* **Source document**
• • • • • • •

- Born: 23 November 1908
- Died: 7 October 2000 (aged 91)
- Education: Marburg, Berlin, Munich, Vienna, Hamburg, Freiburg
- Known for: Becker's muscular dystrophy and Becker myotonia
- Scientific career
- Fields: Neurology, psychiatry, genetics
- Institutions: University of Freiburg; Kaiser Wilhelm Institute of Anthropology, Human Heredity, and Eugenics, Berlin; University of Göttingen
- Academic advisors: Eugen Fischer

Notes
- Member of the SA (Sturmabteilung) from 1934; Nazi Party from 1940.

= Peter Emil Becker =

German neurologist, psychiatrist and geneticist (1908–2000)

Peter Emil Becker (23 November 1908 – 7 October 2000) was a German neurologist, psychiatrist and geneticist. He is remembered for his studies of muscular dystrophies. Becker's muscular dystrophy (OMIM 300376) and Becker myotonia (OMIM 255700) are named after him. Since 1998, the Gesellschaft für Neuropädiatrie (GNP) grants Peter-Emil-Becker-Preis for special achievements in the field of child neurology.

He studied medicine in Marburg, Berlin, Munich, Vienna and Hamburg, graduating in 1933. Afterwards he trained in neurology and psychiatry in Hamburg and Freiburg. Between 1934 and 1936 he was attached to the Kaiser Wilhelm Institute of Anthropology, Human Heredity, and Eugenics (KWI-A), working under the guidance of Eugen Fischer. While at the KWI-A, Becker also worked with the prominent geneticist, eugenics specialist, and Nazi Party member Dr. Fritz Lenz.

Becker was a member of the SA (Sturmabteilung) since 1934, and in 1940 he joined the Nazi Party. After the war he was dismissed from the University of Freiburg because of the membership in these organisations; however, in 1947 he was formally de-Nazified and has obtained venia legendi at the University of Freiburg. In 1957 he was appointed professor of human genetics at the University of Göttingen, the post he held until his retirement in 1975.

• • • • • • •

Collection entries
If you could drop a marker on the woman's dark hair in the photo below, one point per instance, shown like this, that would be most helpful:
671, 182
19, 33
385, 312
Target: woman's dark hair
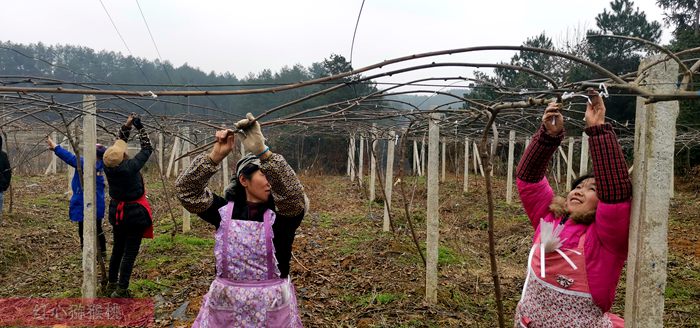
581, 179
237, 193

• • • • • • •

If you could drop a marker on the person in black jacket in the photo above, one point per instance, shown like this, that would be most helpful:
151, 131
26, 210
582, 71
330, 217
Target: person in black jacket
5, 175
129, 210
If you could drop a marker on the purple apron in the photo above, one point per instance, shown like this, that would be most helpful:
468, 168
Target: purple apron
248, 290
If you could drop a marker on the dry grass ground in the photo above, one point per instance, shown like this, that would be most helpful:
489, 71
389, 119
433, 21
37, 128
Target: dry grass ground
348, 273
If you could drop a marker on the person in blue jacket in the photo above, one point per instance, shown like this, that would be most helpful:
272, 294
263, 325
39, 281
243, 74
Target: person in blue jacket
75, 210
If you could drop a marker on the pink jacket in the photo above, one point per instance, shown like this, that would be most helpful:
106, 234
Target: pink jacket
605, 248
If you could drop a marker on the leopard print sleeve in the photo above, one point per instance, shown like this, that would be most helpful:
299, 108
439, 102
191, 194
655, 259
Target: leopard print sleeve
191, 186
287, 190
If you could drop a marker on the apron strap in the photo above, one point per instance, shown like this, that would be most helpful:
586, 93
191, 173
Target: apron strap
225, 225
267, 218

• • • • • • •

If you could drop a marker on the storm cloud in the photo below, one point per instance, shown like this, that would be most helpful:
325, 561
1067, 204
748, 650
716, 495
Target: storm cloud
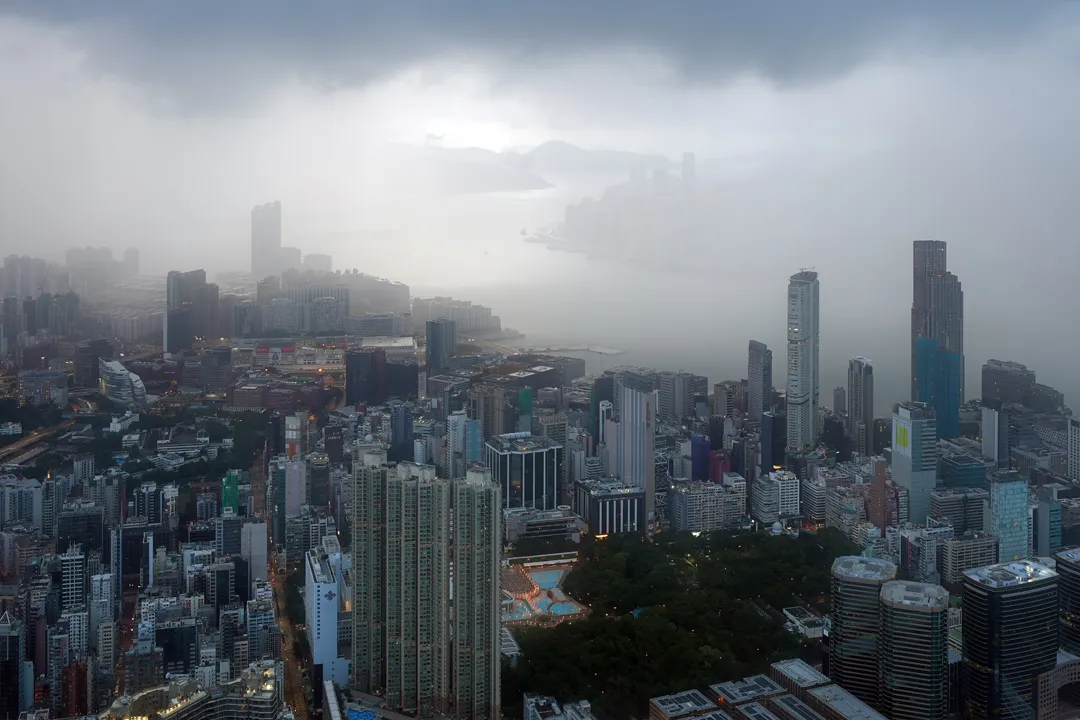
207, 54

• • • • • • •

* **Exercises**
#1 Reproduce the Becker biography word for word from "- Education: Marburg, Berlin, Munich, Vienna, Hamburg, Freiburg" to "and geneticist (1908–2000)".
#2 According to the Becker biography, at which university was Becker appointed professor of human genetics in 1957?

* **Solution set**
#1
- Education: Marburg, Berlin, Munich, Vienna, Hamburg, Freiburg
- Known for: Becker's muscular dystrophy and Becker myotonia
- Scientific career
- Fields: Neurology, psychiatry, genetics
- Institutions: University of Freiburg; Kaiser Wilhelm Institute of Anthropology, Human Heredity, and Eugenics, Berlin; University of Göttingen
- Academic advisors: Eugen Fischer

Notes
- Member of the SA (Sturmabteilung) from 1934; Nazi Party from 1940.

= Peter Emil Becker =

German neurologist, psychiatrist and geneticist (1908–2000)

#2 The University of Göttingen.